Below is a listing from which only part is wanted; return exactly the lines from the one with "Target: large green leaf" up to and including the one with "Target: hazy horizon".

*** MATERIAL SUPPLIED Section Begins ***

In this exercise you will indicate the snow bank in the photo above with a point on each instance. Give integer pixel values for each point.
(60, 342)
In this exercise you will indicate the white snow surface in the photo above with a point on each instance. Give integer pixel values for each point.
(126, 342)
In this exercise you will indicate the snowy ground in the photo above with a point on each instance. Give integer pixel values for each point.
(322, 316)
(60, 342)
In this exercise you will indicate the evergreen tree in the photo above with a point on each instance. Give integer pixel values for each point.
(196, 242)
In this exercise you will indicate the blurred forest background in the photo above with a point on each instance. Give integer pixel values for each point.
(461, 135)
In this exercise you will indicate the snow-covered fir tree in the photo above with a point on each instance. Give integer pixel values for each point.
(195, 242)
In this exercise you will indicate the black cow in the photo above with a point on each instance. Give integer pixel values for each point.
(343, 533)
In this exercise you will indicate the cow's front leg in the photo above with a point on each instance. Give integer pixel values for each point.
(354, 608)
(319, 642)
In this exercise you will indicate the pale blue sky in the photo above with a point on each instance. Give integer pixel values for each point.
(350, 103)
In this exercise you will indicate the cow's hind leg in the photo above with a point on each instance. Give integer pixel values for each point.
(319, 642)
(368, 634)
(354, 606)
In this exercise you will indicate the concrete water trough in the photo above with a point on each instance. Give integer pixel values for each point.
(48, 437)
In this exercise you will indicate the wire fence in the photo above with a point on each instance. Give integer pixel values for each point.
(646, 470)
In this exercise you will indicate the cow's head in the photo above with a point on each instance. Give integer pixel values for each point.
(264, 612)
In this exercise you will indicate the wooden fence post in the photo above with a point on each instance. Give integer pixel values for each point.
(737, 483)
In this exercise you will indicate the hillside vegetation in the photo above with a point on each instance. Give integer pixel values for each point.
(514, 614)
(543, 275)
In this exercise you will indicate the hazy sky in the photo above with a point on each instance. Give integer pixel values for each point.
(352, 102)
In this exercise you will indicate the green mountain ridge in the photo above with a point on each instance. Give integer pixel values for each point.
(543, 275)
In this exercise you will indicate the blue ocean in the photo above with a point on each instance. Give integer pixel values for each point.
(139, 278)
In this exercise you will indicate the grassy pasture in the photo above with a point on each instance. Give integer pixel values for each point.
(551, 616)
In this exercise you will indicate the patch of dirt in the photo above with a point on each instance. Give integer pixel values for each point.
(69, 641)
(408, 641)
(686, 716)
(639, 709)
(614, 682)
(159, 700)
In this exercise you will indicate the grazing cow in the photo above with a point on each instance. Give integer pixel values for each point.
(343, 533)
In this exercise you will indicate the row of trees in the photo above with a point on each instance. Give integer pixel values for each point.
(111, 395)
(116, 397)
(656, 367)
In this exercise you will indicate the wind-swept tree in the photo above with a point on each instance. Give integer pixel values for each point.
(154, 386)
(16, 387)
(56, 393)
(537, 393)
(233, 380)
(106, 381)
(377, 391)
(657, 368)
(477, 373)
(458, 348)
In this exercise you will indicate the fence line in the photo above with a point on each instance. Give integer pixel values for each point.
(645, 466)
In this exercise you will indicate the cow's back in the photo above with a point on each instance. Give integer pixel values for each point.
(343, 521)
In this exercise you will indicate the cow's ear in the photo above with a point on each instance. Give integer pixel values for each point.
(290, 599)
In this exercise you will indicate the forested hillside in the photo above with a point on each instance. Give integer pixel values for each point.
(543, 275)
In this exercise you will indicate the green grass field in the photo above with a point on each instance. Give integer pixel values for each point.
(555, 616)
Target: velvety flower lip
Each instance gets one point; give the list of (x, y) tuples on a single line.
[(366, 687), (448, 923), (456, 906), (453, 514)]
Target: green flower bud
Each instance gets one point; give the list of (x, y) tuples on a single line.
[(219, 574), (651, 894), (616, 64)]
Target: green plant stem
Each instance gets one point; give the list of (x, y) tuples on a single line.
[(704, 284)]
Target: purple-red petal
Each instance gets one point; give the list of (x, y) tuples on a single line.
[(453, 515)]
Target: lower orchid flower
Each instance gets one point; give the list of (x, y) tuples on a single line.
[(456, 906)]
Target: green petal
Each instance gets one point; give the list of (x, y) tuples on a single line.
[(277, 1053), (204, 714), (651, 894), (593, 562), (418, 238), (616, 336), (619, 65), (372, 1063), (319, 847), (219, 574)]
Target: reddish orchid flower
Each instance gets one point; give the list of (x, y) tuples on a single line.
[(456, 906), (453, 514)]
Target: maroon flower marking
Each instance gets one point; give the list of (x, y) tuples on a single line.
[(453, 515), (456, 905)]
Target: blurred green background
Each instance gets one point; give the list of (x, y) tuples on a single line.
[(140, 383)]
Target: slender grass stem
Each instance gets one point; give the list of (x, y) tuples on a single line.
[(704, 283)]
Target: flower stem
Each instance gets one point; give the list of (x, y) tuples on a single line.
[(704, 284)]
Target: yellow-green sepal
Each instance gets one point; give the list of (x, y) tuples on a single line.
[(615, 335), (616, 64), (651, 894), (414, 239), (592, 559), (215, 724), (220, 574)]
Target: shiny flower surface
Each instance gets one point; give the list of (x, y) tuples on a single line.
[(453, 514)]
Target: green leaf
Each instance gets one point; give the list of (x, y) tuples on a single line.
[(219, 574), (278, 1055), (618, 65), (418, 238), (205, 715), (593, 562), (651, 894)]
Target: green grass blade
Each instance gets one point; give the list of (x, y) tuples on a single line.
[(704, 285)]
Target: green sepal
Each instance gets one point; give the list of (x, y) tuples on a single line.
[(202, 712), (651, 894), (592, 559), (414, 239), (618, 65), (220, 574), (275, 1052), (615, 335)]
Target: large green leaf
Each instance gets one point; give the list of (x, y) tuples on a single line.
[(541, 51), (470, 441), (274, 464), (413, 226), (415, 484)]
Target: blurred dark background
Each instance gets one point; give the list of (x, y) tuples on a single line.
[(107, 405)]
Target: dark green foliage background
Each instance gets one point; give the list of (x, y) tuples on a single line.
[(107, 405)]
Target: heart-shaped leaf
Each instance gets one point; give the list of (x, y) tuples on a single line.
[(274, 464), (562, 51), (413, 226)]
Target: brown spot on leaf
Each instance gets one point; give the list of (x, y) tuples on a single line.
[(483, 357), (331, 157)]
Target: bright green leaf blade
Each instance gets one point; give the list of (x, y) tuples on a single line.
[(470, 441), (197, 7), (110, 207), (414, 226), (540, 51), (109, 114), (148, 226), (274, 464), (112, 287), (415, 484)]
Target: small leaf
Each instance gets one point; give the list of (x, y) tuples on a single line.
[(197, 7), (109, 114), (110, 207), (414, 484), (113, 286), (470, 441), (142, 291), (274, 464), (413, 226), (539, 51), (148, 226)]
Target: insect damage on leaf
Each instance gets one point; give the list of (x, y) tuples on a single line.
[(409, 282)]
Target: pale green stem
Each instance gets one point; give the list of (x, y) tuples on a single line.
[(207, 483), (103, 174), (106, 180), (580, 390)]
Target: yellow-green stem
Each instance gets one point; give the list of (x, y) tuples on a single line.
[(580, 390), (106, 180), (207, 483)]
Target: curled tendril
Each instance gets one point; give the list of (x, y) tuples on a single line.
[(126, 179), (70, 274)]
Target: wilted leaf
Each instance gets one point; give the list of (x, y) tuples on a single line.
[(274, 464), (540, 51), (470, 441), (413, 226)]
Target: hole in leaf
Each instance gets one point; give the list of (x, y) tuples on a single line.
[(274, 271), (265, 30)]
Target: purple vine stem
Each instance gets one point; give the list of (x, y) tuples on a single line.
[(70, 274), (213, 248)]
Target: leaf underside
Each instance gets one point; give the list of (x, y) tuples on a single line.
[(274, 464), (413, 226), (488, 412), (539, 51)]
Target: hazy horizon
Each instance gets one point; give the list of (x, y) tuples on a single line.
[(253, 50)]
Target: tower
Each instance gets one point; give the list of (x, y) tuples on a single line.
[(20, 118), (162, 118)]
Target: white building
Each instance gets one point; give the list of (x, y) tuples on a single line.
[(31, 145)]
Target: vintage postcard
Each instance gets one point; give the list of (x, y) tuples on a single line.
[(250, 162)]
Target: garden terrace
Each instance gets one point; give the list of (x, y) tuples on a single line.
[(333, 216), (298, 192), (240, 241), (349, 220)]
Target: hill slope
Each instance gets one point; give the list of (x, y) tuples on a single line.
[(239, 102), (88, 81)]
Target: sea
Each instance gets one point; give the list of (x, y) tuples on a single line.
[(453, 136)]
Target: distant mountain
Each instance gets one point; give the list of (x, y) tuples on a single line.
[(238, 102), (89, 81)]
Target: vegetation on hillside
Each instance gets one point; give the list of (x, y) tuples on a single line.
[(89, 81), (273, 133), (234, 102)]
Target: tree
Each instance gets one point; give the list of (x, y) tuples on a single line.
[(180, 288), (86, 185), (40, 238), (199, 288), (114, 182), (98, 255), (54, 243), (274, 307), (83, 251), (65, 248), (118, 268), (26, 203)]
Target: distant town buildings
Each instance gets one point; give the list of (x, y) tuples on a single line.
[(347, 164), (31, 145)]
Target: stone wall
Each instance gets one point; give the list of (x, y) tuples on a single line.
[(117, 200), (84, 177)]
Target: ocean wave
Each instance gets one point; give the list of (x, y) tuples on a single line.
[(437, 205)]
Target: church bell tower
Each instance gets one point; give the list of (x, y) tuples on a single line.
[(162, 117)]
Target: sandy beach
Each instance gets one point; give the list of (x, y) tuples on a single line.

*** MATERIAL SUPPLIED Section Ends ***

* [ANSWER TO THE EXERCISE]
Target: large green leaf
Each instance gets one point; give the list of (x, y) tuples on a single line.
[(541, 51), (470, 441), (274, 464), (413, 226), (415, 484)]
Target: blurred dark background
Each instance gets one point; give the list of (x, y) tuples on a single line.
[(107, 405)]
Target: dark green foliage background
Each instance gets one point; give the list of (x, y) tuples on a single line.
[(107, 405)]
Target: heart-shaped leaf
Each instance gets one point; give the list of (x, y) tuples on a single line.
[(274, 464), (562, 51), (413, 226)]
Target: brown spot on leaf
Each instance gets one point; give the list of (x, y) tuples on a single line.
[(483, 357), (331, 157)]
Target: bright green leaf blade
Each instance gets one point; give the list of (x, y) tuples on a single line.
[(470, 441), (197, 7), (110, 207), (414, 226), (540, 51), (109, 114), (148, 226), (274, 464), (112, 287), (415, 484)]
Target: small leaf
Each instance gets one point; give the list of (x, y) tuples on a single line.
[(197, 7), (109, 114), (110, 207), (414, 484), (113, 286), (470, 441), (142, 291), (274, 464), (413, 226), (539, 51), (148, 226)]
Target: insect damage on leaf
Each instance gets one point; give the list of (x, y) tuples on a single line.
[(409, 282)]
Target: pale green stem
Each instance gets one point; give the list of (x, y) tuples on a single line.
[(207, 483), (103, 174), (106, 180), (580, 390)]
Target: yellow-green stem
Each instance gets one point; give the list of (x, y) tuples on a single line.
[(580, 390), (106, 180), (207, 483)]
Target: curled tendril
Each instance gets one point; give the list of (x, y) tuples on a single line.
[(126, 179), (70, 274)]
Target: wilted leaf
Each instance gets one point; give the list of (x, y) tuples on a single line.
[(274, 464), (540, 51), (470, 441), (413, 226)]
Target: hole in leaf
Each instance gets one point; give the list of (x, y) tuples on a single line.
[(274, 271), (265, 30)]
Target: purple vine stem
Each instance gets one point; give the list of (x, y) tuples on a single line.
[(70, 274), (213, 248)]
Target: leaf underside
Each instance gets one point; give the list of (x, y) tuples on a single line.
[(274, 464), (413, 226), (488, 412), (539, 51)]
Target: hazy horizon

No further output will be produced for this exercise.